Quoted text:
## Start

The code was structured in the way it was for a reason, though. The DSA
driver-facing API for PTP timestamping relies on the assumption that
two-step TX timestamps are provided by the hardware in an out-of-band
manner, typically by raising an interrupt and making that timestamp
available inside some sort of FIFO which is to be accessed over
SPI/MDIO/etc.
So the API puts .port_txtstamp into dsa_switch_ops, because it is
expected that the switch driver needs to save some state (like put the
skb into a queue until its TX timestamp arrives).
On SJA1110, TX timestamps are provided by the switch as Ethernet
packets, so this makes them be received and processed by the tagging
protocol driver. This in itself is great, because the timestamps are
full 64-bit and do not require reconstruction, and since Ethernet is the
fastest I/O method available to/from the switch, PTP timestamps arrive
very quickly, no matter how bottlenecked the SPI connection is, because
SPI interaction is not needed at all.
DSA's code structure and strict isolation between the tagging protocol
driver and the switch driver break the natural code organization.
When the tagging protocol driver receives a packet which is classified
as a metadata packet containing timestamps, it passes those timestamps
one by one to the switch driver, which then proceeds to compare them
based on the recorded timestamp ID that was generated in .port_txtstamp.

## End

Set of tasks:
**A)** Can you rewrite the SJA1110 timestamping passage between "The code was" and "SPI/MDIO/etc.", inclusive, with "FIFO" changed to "ring buffer"?
**B)** Which lines of the records contain the string "drawer"? Copy out every such line.

Dataset extract:
## Start

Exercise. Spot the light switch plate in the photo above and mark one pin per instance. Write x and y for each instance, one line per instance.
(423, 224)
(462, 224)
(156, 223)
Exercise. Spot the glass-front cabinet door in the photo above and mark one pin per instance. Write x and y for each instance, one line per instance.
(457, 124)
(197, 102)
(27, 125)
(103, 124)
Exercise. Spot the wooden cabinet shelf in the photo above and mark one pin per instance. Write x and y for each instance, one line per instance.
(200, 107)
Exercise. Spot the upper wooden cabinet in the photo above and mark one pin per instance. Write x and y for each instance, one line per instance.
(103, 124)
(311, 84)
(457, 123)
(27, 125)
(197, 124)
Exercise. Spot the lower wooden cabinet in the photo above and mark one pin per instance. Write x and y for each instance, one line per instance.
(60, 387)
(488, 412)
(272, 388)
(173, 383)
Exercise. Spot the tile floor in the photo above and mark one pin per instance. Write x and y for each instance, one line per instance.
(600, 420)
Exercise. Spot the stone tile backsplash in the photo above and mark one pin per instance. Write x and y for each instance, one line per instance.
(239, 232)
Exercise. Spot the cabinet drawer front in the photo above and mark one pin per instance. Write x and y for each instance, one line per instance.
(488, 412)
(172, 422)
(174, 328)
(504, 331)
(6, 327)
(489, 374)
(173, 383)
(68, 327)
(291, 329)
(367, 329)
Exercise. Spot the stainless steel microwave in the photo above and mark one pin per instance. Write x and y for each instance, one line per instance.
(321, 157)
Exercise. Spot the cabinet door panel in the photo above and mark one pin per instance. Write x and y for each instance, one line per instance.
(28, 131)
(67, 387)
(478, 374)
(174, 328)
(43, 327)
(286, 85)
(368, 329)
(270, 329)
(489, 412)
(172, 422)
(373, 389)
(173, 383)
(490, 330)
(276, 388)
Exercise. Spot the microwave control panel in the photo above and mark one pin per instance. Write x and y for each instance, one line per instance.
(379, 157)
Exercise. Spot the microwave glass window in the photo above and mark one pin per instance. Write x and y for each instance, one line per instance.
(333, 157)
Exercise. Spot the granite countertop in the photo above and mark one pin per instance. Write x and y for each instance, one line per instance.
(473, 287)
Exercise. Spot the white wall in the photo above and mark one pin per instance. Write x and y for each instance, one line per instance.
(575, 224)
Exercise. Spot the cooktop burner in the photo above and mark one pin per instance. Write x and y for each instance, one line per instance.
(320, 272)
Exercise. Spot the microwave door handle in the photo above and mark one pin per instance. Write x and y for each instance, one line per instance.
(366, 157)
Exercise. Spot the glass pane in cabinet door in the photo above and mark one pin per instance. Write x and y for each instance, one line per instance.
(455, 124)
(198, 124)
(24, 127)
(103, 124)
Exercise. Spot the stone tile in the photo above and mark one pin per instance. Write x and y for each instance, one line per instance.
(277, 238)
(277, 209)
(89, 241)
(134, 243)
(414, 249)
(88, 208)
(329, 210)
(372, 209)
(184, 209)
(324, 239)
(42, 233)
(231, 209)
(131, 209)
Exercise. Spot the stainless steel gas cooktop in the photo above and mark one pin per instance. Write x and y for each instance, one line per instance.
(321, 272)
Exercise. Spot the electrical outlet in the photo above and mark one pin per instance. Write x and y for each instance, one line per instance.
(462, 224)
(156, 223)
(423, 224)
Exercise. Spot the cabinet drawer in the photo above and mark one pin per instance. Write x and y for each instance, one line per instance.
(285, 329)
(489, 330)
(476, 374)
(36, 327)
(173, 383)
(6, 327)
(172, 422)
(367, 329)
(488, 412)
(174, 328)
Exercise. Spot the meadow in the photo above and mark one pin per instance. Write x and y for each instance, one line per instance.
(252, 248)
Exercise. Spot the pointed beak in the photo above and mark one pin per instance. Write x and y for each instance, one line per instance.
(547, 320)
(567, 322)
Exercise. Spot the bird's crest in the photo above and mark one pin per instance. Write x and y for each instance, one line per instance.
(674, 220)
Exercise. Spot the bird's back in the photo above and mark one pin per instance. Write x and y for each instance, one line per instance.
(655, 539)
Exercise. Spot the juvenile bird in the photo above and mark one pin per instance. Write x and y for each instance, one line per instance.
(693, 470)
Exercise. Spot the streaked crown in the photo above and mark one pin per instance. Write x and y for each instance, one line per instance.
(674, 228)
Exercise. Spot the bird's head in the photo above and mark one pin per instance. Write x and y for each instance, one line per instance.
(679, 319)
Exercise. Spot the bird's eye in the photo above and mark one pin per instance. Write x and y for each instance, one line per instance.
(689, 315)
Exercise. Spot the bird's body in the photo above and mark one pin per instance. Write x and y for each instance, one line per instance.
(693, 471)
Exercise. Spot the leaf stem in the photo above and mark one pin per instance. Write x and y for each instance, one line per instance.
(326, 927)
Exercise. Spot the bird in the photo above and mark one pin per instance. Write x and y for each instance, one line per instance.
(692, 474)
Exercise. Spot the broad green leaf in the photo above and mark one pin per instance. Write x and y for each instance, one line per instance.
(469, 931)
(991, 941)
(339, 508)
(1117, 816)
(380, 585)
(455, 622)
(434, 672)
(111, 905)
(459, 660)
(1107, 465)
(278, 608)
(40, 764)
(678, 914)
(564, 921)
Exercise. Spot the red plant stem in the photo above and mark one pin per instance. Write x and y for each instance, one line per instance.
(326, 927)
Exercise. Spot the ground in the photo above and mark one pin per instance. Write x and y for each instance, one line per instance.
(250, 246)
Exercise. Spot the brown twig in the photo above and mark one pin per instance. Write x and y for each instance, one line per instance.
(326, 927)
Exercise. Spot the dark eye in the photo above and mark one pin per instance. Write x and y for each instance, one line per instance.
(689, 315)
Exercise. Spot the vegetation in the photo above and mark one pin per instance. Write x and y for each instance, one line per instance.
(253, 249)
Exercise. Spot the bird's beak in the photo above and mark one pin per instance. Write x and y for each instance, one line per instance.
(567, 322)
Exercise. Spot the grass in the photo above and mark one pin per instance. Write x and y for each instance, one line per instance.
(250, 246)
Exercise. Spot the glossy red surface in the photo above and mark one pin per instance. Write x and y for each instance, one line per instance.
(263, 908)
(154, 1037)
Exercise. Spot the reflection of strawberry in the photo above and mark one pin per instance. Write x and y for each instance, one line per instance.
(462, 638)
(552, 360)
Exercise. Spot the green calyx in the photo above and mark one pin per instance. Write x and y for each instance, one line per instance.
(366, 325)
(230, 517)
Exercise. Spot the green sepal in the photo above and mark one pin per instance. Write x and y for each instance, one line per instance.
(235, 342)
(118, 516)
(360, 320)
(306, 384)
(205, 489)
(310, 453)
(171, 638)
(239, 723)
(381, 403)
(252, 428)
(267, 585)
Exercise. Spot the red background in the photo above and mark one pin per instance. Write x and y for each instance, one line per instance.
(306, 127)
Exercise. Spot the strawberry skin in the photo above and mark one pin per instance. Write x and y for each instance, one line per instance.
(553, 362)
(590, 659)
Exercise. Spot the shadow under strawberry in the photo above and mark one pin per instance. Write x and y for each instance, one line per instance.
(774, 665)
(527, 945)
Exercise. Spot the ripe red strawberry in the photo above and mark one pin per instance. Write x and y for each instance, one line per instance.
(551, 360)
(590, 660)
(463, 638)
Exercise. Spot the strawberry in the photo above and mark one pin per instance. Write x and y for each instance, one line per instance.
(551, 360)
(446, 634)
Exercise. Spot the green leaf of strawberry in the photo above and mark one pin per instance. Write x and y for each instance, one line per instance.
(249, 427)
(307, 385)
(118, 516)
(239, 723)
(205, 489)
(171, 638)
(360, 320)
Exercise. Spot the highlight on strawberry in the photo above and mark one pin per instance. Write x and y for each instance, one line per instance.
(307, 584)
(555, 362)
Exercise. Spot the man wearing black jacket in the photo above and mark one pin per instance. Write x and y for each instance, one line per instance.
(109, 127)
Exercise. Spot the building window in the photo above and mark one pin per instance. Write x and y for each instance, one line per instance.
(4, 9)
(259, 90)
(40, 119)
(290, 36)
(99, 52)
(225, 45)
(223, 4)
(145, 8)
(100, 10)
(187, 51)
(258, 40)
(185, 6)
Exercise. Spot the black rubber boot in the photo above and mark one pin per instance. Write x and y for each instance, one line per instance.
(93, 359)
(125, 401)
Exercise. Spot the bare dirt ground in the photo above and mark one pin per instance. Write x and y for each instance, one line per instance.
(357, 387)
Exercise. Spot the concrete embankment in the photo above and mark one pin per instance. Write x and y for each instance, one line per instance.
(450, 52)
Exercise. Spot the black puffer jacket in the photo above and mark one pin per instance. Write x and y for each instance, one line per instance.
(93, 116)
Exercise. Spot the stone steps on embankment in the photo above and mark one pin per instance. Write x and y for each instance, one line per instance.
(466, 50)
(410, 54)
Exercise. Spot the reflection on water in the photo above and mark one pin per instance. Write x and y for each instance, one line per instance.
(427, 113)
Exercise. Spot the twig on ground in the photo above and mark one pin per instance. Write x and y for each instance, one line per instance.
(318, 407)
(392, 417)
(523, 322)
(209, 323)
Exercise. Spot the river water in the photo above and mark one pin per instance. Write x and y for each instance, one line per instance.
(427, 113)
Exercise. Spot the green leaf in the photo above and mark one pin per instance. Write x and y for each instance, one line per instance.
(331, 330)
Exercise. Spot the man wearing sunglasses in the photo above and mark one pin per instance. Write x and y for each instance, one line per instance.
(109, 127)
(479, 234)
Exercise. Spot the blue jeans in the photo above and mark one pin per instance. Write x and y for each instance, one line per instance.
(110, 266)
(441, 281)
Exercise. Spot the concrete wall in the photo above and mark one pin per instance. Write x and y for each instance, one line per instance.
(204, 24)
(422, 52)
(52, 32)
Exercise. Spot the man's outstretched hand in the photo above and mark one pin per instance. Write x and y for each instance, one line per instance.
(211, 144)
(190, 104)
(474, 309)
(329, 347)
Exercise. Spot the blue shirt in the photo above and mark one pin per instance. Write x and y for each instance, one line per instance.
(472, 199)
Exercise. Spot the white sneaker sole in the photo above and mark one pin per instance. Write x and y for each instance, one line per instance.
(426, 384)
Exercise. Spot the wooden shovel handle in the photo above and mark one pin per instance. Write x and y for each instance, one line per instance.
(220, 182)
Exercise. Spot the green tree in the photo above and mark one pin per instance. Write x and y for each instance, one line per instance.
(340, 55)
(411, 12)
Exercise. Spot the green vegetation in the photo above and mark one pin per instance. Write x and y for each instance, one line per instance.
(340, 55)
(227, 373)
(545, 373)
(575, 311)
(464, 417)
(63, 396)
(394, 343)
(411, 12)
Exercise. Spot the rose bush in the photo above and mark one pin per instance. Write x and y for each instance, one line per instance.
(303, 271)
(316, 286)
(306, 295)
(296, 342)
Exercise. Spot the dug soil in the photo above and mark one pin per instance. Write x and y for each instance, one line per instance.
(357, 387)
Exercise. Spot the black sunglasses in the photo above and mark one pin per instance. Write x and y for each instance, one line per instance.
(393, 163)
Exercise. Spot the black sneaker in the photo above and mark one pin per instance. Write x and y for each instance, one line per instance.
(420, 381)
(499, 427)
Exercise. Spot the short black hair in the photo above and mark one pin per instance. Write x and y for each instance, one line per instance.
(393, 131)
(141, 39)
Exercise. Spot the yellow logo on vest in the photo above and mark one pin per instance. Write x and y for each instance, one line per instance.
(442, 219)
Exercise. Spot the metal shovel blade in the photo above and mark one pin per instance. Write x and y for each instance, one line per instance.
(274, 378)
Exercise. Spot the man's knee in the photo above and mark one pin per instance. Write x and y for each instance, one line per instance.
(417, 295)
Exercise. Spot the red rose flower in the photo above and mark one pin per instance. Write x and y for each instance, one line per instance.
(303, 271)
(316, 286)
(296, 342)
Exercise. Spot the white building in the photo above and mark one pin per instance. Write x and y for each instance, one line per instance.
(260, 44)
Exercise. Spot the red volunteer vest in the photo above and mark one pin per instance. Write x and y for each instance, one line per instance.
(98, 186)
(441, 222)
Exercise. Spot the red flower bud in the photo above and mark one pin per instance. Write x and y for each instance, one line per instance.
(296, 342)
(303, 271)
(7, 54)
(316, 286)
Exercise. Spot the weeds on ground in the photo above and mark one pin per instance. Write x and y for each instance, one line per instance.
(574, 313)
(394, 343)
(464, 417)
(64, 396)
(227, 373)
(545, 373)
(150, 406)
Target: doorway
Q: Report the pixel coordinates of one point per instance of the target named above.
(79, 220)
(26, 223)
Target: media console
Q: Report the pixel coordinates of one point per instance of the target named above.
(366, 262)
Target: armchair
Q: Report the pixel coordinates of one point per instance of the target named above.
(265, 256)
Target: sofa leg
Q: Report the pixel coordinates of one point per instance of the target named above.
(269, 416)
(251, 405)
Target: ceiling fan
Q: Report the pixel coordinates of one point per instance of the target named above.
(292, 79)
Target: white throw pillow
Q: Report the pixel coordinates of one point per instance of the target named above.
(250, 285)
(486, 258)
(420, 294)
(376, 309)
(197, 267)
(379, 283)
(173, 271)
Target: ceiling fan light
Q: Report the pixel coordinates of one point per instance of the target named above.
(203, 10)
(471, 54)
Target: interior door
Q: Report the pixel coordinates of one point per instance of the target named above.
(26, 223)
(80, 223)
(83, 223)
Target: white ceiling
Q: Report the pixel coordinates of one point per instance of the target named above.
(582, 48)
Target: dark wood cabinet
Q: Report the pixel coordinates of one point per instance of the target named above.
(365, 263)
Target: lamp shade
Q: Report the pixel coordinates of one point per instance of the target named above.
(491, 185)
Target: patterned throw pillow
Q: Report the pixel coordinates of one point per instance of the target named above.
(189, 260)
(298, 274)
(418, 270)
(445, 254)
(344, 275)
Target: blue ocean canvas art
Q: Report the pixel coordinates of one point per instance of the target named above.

## End

Task-by-task outputs:
**A)**
The code was structured in the way it was for a reason, though. The DSA
driver-facing API for PTP timestamping relies on the assumption that
two-step TX timestamps are provided by the hardware in an out-of-band
manner, typically by raising an interrupt and making that timestamp
available inside some sort of ring buffer which is to be accessed over
SPI/MDIO/etc.

**B)**
Exercise. Spot the cabinet drawer front in the photo above and mark one pin per instance. Write x and y for each instance, one line per instance.
Exercise. Spot the cabinet drawer in the photo above and mark one pin per instance. Write x and y for each instance, one line per instance.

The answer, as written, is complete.